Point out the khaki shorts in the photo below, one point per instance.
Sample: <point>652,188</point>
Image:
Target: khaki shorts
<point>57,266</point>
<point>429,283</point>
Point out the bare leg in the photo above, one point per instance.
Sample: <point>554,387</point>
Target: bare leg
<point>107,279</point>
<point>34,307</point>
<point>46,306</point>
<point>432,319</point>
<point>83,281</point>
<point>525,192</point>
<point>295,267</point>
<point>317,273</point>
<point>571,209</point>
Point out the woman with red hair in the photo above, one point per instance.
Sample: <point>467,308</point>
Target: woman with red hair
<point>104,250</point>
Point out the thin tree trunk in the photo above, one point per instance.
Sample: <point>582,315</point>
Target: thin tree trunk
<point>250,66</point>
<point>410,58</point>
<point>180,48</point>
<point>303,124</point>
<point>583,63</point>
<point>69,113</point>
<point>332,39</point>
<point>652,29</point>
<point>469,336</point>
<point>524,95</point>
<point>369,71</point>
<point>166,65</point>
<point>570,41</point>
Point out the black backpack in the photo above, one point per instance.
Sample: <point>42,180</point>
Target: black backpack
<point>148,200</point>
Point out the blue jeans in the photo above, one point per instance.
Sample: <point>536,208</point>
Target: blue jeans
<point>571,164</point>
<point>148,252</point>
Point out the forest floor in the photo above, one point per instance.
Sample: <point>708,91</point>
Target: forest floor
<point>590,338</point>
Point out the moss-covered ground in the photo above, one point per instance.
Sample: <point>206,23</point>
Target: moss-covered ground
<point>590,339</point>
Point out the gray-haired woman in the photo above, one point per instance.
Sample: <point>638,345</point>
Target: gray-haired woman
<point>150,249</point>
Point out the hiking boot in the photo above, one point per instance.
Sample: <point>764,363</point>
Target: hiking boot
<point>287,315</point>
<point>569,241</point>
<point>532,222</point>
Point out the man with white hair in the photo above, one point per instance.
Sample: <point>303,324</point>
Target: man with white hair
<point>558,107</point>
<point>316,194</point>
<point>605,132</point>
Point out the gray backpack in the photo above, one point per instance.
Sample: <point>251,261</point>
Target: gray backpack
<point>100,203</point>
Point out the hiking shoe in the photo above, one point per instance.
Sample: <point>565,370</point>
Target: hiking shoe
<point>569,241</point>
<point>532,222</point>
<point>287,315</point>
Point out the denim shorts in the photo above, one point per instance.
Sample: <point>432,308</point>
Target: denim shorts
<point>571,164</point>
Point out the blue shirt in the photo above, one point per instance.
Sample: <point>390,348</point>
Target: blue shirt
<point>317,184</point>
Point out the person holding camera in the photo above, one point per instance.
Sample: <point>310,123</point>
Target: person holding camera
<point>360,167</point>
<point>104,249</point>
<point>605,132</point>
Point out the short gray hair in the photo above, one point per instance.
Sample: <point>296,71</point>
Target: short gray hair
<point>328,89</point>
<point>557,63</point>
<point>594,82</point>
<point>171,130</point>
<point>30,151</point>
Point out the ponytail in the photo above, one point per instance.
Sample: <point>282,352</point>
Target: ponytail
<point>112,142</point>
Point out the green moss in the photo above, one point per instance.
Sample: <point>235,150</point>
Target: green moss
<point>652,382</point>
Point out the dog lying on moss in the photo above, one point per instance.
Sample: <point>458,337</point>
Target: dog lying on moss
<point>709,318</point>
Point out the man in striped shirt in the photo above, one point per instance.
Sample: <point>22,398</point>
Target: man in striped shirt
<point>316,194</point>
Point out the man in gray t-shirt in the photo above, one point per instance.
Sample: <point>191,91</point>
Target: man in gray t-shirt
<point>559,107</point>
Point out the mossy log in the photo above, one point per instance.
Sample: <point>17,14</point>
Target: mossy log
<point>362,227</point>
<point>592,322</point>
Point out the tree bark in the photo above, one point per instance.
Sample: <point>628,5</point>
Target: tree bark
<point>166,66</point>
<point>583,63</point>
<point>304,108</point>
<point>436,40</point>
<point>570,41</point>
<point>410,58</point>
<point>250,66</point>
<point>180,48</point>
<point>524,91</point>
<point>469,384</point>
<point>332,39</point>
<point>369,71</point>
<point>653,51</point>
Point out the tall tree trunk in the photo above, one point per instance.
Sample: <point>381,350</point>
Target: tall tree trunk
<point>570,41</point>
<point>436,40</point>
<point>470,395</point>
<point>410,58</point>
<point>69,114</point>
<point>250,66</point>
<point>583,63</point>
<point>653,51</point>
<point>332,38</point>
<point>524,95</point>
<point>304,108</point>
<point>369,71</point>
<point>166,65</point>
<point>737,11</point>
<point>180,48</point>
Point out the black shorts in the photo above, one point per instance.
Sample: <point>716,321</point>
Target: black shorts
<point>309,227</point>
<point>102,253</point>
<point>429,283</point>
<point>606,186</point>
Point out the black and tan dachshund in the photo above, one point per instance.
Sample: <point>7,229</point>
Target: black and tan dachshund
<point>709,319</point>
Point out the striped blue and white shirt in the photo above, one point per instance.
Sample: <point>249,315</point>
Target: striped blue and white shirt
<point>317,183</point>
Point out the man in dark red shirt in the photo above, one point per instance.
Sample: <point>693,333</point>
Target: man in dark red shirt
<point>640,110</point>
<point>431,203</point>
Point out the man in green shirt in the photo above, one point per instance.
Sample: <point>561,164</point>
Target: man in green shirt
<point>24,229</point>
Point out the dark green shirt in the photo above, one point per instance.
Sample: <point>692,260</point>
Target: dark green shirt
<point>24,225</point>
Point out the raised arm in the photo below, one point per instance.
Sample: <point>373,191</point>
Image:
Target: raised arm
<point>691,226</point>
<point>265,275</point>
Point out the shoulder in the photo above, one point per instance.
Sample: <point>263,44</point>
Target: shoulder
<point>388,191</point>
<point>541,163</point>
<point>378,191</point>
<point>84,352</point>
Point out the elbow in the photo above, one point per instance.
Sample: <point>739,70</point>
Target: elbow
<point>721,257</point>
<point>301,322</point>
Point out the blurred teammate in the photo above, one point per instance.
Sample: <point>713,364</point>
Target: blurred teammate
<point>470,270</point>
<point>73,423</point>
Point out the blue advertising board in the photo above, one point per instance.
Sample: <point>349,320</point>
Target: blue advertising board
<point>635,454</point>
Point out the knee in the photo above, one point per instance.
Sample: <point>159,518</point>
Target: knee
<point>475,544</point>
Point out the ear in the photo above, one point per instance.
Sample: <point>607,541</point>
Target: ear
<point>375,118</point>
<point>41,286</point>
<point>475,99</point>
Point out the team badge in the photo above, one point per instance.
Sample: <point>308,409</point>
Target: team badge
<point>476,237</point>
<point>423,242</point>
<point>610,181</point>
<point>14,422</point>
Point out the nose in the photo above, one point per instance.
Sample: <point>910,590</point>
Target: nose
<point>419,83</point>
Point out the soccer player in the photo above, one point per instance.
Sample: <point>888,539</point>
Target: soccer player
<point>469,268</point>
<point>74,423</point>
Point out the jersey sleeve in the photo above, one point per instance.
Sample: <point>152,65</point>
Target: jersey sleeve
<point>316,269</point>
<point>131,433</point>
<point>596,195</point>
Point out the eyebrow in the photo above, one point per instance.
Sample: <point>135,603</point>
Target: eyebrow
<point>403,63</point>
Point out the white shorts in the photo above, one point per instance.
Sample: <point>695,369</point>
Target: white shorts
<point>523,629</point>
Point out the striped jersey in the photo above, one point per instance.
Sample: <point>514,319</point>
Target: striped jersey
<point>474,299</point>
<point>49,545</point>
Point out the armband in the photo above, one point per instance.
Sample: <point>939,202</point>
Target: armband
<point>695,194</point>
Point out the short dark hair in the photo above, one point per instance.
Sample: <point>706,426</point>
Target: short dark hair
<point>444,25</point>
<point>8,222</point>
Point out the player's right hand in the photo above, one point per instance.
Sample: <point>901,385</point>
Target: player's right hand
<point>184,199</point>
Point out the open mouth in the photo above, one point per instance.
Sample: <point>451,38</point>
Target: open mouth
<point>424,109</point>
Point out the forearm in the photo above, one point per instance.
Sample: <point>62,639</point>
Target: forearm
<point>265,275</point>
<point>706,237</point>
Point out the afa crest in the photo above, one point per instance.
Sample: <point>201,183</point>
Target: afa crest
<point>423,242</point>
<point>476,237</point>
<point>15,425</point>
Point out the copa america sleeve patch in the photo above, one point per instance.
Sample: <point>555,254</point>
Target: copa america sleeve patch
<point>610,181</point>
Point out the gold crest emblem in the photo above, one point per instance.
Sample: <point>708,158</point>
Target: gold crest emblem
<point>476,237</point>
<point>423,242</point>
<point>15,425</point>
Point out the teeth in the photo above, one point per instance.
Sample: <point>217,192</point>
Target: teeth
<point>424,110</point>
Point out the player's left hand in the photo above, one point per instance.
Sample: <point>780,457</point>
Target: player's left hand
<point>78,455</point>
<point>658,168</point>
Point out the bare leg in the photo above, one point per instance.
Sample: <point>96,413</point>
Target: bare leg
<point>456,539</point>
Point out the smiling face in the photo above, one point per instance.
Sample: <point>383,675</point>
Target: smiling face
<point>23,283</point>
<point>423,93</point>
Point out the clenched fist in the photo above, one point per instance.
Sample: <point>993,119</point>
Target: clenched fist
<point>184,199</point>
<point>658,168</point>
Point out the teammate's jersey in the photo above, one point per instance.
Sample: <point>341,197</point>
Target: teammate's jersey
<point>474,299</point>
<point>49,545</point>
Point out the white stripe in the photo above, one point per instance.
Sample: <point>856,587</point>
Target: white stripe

§ Goal of the exercise
All that is needed is the opening run of the data, given again exactly: please include every line from the first through the line with "Point out the gray-haired", both ends kept.

§ Output below
Point out the khaki shorts in the photo below, one point per instance.
Sample: <point>652,188</point>
Image:
Target: khaki shorts
<point>57,266</point>
<point>429,283</point>
Point out the bare leg in the photo above, one point per instance.
Sample: <point>554,387</point>
Target: bare leg
<point>107,279</point>
<point>34,307</point>
<point>46,306</point>
<point>432,319</point>
<point>83,281</point>
<point>525,192</point>
<point>295,267</point>
<point>317,273</point>
<point>571,209</point>
Point out the woman with red hair in the photo above, one point per instance.
Sample: <point>467,308</point>
Target: woman with red hair
<point>104,250</point>
Point out the thin tree trunk in the photo above, one point per instance.
Sample: <point>582,315</point>
Target: thin tree trunk
<point>250,66</point>
<point>410,58</point>
<point>180,48</point>
<point>303,124</point>
<point>583,63</point>
<point>69,113</point>
<point>332,39</point>
<point>652,29</point>
<point>469,336</point>
<point>524,95</point>
<point>369,71</point>
<point>166,65</point>
<point>570,41</point>
Point out the black backpack in the photo above, one point per instance.
Sample: <point>42,180</point>
Target: black backpack
<point>148,200</point>
Point out the blue jeans in the photo above, one point per instance.
Sample: <point>536,208</point>
Target: blue jeans
<point>571,164</point>
<point>148,252</point>
Point out the forest floor in the photo above, one point per instance.
Sample: <point>708,91</point>
Target: forest floor
<point>590,338</point>
Point out the moss-covered ground in the photo above, one point per instance.
Sample: <point>206,23</point>
Target: moss-covered ground
<point>590,339</point>
Point out the gray-haired woman in the photo above, one point per instance.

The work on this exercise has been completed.